■ **WORK TO COMPLETE**: Find the line containing "building in the photo above.". Reproduce it and every line after it up to the end of the records, exactly as written.

■ **RECORDS FOR THIS TASK**:
==================================================
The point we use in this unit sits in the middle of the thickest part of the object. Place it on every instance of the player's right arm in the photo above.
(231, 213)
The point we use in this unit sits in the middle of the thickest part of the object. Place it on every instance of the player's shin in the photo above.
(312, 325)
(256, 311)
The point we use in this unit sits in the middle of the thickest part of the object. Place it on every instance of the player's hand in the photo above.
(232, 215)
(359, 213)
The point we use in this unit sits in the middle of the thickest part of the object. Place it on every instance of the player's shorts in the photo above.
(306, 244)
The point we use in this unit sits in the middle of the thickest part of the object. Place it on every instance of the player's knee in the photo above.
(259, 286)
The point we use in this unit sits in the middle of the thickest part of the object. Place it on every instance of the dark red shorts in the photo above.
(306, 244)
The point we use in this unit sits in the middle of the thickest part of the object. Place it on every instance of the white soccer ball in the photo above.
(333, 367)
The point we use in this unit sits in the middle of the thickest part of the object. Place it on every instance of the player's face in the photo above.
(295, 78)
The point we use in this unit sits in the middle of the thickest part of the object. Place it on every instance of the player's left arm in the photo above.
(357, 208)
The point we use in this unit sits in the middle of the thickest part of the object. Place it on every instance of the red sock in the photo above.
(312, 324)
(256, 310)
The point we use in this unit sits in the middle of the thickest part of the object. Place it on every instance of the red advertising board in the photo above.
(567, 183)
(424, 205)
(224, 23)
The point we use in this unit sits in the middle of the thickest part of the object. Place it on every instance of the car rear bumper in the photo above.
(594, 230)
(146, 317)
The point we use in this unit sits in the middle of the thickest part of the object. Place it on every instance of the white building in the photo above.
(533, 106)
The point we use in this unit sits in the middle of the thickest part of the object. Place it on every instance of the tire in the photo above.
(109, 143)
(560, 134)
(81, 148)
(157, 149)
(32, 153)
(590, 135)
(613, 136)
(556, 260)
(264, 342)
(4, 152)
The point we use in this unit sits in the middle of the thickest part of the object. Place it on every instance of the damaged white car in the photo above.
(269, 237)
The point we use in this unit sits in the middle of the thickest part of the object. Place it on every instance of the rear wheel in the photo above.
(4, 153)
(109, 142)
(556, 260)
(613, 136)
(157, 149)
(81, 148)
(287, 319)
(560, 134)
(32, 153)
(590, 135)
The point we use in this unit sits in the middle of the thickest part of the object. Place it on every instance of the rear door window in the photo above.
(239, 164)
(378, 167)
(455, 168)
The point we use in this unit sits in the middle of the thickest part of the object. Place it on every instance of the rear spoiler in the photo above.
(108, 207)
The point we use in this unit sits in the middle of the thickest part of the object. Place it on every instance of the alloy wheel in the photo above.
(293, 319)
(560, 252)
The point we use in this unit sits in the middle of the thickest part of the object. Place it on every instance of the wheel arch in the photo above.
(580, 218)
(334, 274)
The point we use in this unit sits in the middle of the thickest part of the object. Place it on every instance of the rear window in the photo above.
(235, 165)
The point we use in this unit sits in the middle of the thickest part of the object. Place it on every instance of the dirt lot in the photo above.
==================================================
■ **RESPONSE BELOW**:
The point we use in this unit sits in the middle of the thickest part of the object. Place it on every instance of the white building in the photo above.
(533, 106)
The point we use in this unit sits in the middle of the thickest part of the object. Place it on every instance of the tire in the photo above.
(109, 143)
(560, 134)
(81, 148)
(157, 149)
(32, 153)
(590, 135)
(613, 136)
(556, 260)
(264, 342)
(4, 152)
The point we use in this unit sits in the middle of the thickest part of the object. Place it on every instance of the damaged white car in the photo above.
(269, 237)
The point we use in this unit sits in the middle of the thickest part of the object. Place it on every instance of the rear wheel in the photo above.
(4, 153)
(109, 142)
(556, 260)
(613, 136)
(157, 149)
(81, 148)
(287, 319)
(560, 134)
(32, 153)
(590, 135)
The point we use in this unit sits in the middle of the thickest part of the object. Place it on every instance of the rear door window in the photo above.
(239, 164)
(378, 167)
(455, 168)
The point we use in this unit sits in the middle of the thickest part of the object. Place it on every instance of the rear spoiler in the photo above.
(108, 207)
The point we use in this unit sits in the middle of the thickest part of the object. Place it on every instance of the alloy wheel in the photo above.
(293, 319)
(560, 252)
The point we use in this unit sits in the middle of the thickest part of the object. Place it on every instance of the wheel arch in the photo above.
(580, 218)
(334, 274)
The point we use in this unit sits in the middle of the thickest part of the object. Place it on every instance of the rear window in the photo above.
(235, 165)
The point we use in this unit sits in the middle of the thickest part of the object. Place it on every instance of the dirt lot in the photo above.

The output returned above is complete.